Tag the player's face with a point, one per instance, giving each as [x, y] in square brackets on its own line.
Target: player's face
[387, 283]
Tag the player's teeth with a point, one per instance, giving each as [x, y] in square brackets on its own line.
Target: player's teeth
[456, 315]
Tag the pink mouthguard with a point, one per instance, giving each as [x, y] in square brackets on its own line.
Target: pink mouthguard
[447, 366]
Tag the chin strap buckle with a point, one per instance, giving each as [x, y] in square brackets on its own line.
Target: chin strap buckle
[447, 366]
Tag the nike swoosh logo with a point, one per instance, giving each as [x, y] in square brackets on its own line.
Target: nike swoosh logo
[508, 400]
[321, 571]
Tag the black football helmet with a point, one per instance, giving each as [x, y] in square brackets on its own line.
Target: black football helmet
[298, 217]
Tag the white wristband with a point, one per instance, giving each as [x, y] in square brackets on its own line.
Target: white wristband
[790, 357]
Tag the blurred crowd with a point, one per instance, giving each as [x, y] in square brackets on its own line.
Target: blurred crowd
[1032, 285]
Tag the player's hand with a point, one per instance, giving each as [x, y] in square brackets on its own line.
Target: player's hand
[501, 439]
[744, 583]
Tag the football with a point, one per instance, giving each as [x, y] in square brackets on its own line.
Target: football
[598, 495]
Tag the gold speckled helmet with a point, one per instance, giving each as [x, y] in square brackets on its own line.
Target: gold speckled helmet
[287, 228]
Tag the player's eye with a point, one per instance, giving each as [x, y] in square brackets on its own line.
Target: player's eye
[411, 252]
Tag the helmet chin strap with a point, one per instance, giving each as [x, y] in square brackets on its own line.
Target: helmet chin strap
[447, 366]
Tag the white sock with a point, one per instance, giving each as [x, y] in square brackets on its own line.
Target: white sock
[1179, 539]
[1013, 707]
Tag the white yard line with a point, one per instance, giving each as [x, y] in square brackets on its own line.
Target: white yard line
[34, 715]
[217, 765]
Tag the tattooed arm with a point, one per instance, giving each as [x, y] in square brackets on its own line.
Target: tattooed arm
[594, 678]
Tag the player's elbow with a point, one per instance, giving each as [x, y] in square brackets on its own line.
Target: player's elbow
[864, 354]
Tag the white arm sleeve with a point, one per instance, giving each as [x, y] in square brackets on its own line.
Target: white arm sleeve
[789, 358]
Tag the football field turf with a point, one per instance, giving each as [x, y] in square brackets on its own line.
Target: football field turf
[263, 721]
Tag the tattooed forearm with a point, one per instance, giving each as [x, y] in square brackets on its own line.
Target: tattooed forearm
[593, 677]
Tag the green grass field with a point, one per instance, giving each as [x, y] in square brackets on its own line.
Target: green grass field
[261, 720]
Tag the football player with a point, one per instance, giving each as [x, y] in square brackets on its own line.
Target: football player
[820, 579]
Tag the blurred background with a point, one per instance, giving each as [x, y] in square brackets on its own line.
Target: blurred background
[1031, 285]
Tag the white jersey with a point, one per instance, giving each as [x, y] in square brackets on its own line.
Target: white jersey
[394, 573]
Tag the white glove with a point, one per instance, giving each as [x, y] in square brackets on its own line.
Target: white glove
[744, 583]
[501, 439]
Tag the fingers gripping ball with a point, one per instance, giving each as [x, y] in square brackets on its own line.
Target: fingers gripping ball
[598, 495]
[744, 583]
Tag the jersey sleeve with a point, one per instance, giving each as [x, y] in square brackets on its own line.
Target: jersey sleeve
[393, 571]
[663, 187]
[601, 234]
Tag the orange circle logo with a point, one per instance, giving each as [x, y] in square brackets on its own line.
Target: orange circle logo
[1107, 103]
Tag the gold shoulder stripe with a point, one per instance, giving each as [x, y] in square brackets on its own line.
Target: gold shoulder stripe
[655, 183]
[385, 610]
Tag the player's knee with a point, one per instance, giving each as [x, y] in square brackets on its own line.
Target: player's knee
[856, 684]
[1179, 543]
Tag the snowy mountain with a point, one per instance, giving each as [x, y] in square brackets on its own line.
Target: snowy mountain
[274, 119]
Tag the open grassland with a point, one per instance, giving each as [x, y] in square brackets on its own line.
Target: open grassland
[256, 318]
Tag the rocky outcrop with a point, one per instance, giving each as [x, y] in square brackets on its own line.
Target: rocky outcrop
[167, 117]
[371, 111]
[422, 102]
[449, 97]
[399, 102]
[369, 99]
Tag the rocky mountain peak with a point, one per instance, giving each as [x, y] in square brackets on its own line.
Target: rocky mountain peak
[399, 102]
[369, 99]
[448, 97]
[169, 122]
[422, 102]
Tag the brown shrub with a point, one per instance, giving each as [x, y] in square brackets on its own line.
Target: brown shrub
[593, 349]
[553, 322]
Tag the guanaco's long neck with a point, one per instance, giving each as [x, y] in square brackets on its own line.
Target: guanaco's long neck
=======
REQUIREMENT:
Reproduce the material word for word, starting at the line that contains "Tag the rocky outcrop" and ending with the final line of the material.

REPLY TO THE TASK:
Tag the rocky outcrop with a point, one per instance, giving each as [x, y] in square brackets on its own line.
Target: rocky outcrop
[167, 117]
[371, 111]
[422, 102]
[449, 97]
[399, 102]
[369, 99]
Tag the rocky mountain peak with a point, one per instance, giving each as [x, y] in square brackets on its own line.
Target: rocky mountain peak
[399, 102]
[369, 99]
[448, 97]
[169, 122]
[422, 102]
Tag the brown shrub with a point, one per instance, giving each as [x, y] in square brackets on its own line.
Target: brown shrub
[593, 349]
[553, 322]
Tag the guanaco's long neck with a point, one per instance, giving each as [x, y] in square brackets on its own line.
Target: guanaco's long neck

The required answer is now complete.